TASK: Return these rows word for word, but leave out the pictures.

PROVIDED INFORMATION:

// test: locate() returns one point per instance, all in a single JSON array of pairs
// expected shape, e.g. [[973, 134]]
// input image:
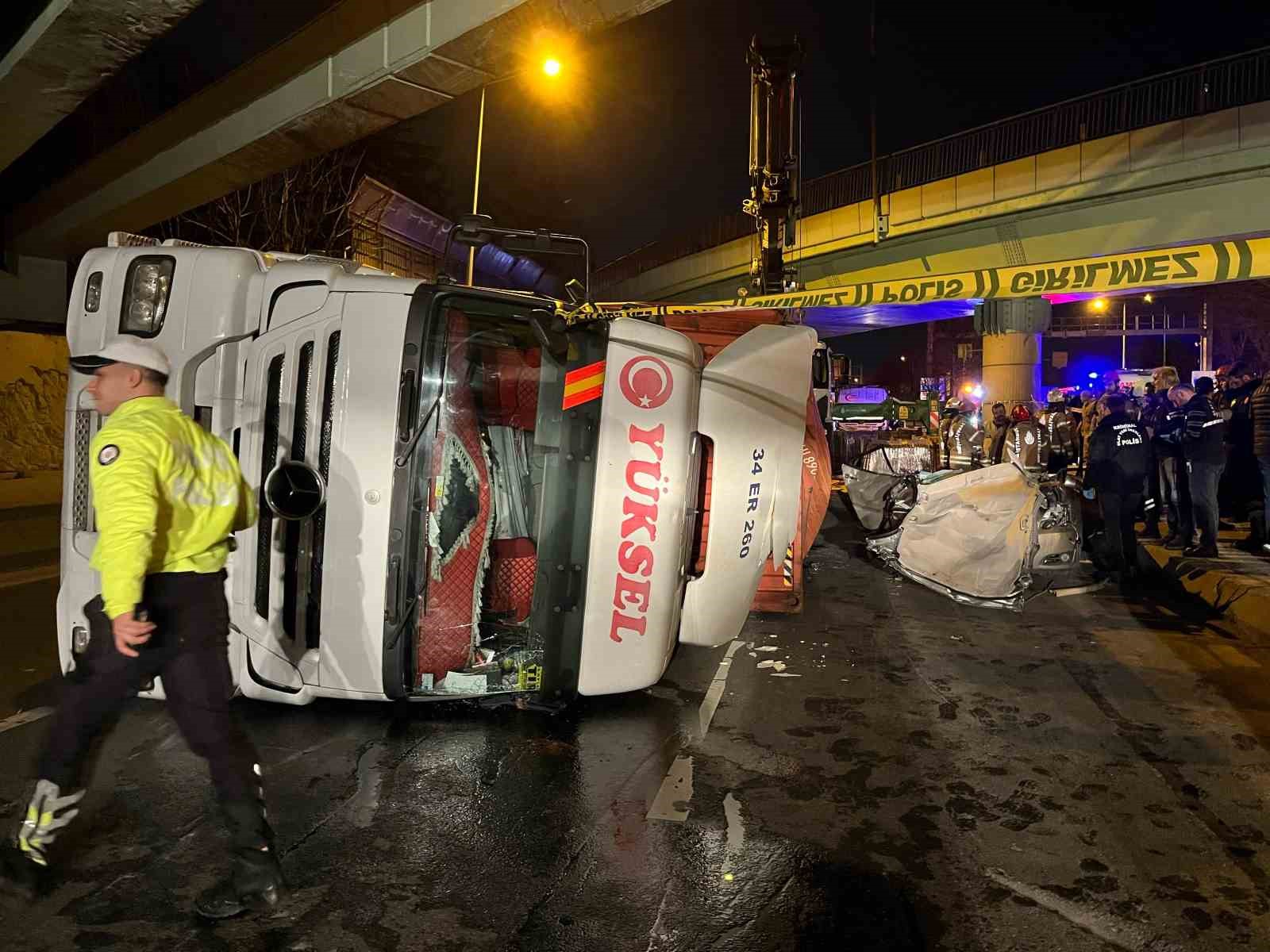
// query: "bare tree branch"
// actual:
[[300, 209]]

OUTPUT:
// test: locate() returns one point per instance, all in a single JSON array of pairs
// expected shape, e.g. [[973, 134]]
// input image:
// query: "bare tree branch"
// actual:
[[300, 209]]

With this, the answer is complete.